**Extracted records**.
▼▼▼

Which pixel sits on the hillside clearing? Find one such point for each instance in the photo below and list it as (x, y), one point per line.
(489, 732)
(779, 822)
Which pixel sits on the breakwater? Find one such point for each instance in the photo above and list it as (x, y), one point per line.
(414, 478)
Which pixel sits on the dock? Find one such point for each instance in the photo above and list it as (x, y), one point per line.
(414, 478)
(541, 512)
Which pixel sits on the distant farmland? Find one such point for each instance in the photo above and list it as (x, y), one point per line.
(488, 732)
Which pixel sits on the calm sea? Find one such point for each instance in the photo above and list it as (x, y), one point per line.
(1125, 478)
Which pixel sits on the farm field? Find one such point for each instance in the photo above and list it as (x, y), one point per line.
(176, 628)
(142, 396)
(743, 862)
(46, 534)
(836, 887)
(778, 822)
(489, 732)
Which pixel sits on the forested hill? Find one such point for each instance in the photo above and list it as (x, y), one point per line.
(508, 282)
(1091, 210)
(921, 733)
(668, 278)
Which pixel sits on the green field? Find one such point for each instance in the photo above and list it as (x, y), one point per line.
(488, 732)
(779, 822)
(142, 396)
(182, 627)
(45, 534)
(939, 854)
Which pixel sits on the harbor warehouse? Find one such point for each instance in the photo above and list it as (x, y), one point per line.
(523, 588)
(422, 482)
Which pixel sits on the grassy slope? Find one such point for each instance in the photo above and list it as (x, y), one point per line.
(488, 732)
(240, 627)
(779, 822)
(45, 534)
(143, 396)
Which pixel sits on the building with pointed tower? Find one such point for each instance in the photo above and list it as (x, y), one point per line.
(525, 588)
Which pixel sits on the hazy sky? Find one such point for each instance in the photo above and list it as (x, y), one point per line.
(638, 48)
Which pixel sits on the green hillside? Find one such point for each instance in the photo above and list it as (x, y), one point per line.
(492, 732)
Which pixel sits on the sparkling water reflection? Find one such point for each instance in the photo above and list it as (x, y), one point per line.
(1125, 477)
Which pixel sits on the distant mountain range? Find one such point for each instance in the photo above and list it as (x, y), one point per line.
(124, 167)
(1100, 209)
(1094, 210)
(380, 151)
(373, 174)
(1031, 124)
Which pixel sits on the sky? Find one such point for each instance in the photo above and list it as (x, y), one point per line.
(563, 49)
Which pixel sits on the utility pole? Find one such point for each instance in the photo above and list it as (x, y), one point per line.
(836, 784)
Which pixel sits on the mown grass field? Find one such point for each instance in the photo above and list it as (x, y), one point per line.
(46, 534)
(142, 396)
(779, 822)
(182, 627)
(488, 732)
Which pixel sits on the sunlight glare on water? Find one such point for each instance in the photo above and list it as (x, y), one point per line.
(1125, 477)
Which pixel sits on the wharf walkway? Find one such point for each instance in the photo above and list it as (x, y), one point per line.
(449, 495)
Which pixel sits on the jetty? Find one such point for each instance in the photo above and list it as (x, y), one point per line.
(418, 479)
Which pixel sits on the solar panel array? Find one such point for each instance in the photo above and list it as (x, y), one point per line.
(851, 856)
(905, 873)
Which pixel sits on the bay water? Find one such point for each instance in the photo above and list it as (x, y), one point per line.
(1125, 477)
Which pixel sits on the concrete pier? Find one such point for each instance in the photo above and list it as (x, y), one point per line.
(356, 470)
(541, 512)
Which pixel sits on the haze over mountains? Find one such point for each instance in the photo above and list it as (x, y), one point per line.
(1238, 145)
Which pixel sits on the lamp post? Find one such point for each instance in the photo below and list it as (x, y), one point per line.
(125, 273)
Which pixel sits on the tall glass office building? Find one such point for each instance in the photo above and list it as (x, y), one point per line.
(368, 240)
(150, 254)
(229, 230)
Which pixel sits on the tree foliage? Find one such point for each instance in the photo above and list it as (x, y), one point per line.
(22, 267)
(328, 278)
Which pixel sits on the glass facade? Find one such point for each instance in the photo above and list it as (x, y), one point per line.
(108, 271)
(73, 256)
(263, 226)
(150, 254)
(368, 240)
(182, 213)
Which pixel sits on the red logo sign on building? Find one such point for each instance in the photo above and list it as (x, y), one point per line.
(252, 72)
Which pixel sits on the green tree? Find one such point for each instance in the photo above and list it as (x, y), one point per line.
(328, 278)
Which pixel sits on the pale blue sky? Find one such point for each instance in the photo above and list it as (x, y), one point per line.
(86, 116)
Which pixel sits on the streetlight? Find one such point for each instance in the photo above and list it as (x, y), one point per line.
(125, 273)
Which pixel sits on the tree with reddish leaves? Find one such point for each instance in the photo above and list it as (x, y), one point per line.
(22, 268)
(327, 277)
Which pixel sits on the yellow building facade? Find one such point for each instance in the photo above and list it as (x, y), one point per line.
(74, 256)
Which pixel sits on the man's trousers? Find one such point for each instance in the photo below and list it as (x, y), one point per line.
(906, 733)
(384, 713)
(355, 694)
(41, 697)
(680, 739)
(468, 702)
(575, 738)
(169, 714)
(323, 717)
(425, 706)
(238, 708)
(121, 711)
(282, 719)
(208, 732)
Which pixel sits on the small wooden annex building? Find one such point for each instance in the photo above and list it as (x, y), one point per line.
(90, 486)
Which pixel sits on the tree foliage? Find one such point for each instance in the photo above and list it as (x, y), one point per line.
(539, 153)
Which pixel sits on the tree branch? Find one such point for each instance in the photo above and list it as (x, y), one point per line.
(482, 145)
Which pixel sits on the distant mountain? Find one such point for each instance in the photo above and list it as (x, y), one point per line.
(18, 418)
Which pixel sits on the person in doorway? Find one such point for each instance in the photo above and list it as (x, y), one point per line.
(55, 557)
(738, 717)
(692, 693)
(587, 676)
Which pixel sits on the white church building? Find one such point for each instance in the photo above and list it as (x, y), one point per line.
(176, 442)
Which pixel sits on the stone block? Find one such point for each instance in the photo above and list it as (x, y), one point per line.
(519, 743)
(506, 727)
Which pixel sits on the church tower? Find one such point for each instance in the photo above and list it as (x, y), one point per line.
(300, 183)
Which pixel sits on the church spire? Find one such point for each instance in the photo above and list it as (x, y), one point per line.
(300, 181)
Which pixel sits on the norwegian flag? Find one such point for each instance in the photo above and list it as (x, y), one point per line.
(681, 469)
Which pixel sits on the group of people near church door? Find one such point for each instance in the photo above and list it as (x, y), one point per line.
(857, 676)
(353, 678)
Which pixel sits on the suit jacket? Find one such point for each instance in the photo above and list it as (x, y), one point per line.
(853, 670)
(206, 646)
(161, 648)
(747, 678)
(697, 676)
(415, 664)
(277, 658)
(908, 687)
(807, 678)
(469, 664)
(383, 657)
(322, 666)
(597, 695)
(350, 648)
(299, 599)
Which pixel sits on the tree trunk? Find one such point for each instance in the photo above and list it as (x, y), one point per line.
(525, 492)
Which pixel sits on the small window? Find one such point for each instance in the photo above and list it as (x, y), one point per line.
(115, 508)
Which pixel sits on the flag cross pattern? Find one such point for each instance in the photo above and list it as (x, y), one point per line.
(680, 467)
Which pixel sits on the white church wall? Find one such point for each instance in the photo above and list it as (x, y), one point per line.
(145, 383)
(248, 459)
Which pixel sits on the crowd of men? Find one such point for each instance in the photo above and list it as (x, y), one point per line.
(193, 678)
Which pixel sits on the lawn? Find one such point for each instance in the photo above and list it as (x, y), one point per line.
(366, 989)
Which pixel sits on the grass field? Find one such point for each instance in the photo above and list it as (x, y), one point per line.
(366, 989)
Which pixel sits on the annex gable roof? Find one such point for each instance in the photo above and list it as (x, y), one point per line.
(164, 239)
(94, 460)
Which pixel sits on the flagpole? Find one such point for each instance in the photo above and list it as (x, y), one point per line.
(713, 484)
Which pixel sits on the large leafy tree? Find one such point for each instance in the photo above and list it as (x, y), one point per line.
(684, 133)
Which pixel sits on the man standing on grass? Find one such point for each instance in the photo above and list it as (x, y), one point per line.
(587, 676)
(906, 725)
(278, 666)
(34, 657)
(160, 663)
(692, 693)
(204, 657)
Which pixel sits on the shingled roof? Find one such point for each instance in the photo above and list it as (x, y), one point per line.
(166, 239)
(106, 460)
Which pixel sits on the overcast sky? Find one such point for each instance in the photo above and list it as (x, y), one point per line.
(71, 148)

▲▲▲

**What this task involves**. Retype the line containing "Which pixel sits on the man standing" and each line after it through the end of the listing, exactly, leaving out everything else.

**Written response**.
Which pixel sits on the man standing on grass? Find one such point for each instance in the photo above and list it as (x, y), one point per line.
(587, 676)
(906, 725)
(278, 666)
(34, 657)
(160, 663)
(692, 693)
(204, 657)
Which pixel sits on the shingled roof? Find one such point for each instance in the photo above and list it as (x, y), one point per line.
(166, 239)
(106, 460)
Which pixel sits on the overcast sky? Find one such point for each instance in the photo above and list it as (x, y), one point per line.
(71, 148)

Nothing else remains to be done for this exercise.